* [Passage for review]
━━━━
The controversial weedkiller glyphosate has been deemed safe for public use by the European Chemical Agency (ECHA) after months of controversy over its licensing.

The agency was asked for its assessment after conflicting reports from different scientific bodies. Glyphosate is considered a “probable human carcinogen” by the World Health Organisation cancer agency (IARC), but had been cleared for use by the European Food Safety Agency.

Malta announced last July that it had decided to ban the substance, an ingredient in the Monstano herbicide Roundup. But Environment Minister José Herrera backtracked this year, saying the country would continue to oppose glyphosate in discussions, but would follow the EU line and wait for further studies.

The agency stated on Wednesday that “the available scientific evidence did not meet the criteria to classify glyphosate as a carcinogen, as a mutagen or as toxic for reproduction”, based on “the human evidence and the weight of the evidence of all the animal studies reviewed”.

IARC is the gold standard of cancer evaluation

The decision was welcomed by industry groups but slammed by the environmental lobby. Greenpeace had previously accused the ECHA committee of conflict of interest, as several of its members had undertaken consultancy work for chemical firms, as well as relying on unpublished scientific studies provided by the industry.

Génon K. Jensen of the Health and Environment Alliance (HEAL) said the decision was a setback for cancer prevention.

“We expect that in the future, the IARC will be recognised as having been right. But meanwhile, Europe is set to give glyphosate the green light so public health will lose out on an important opportunity for cancer prevention. Cancer rates can be brought down by taking hazardous chemicals off the market,” she said.
━━━━
* [Data listing]
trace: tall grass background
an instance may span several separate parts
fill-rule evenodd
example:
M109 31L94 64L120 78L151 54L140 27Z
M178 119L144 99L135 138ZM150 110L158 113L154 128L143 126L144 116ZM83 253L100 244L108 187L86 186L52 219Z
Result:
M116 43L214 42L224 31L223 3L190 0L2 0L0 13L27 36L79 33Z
━━━━
* [Check your understanding]
1. From the agency's Wednesday statement in the glyphosate article, list every classification for which the scientific evidence did not meet the criteria.
2. Extend the glyphosate article beyond its last sentence.

* [Answers to each task]
1.
- Carcinogen
- Mutagen
- Toxic for reproduction

2.
“IARC is the gold standard of cancer evaluation. It is hard to see that the EU’s own institutions come to such a starkly different result: ECHA’s committee did not even give glyphosate the ranking of a ‘possible carcinogen’. This is the sort of contradiction that feeds public suspicion about the reliability of EU scientific agencies’ opinions.”

But Graeme Taylor of the European Crop Protection Agency said science had prevailed.

“Glyphosate is not carcinogenic. We expect the European Commission to move swiftly with the registration process for the substance in the EU and grant a 15-year approval – the same approval that was originally suggested by the EC before the substance became the subject of a political and emotional debate rather than a scientific one.”

Environment Minister José Herrera said: “It is important that we base our policy decisions on such matters on scientific basis. Malta firmly believes in the precautionary principle, therefore I have been looking forward to the ECHA decision.”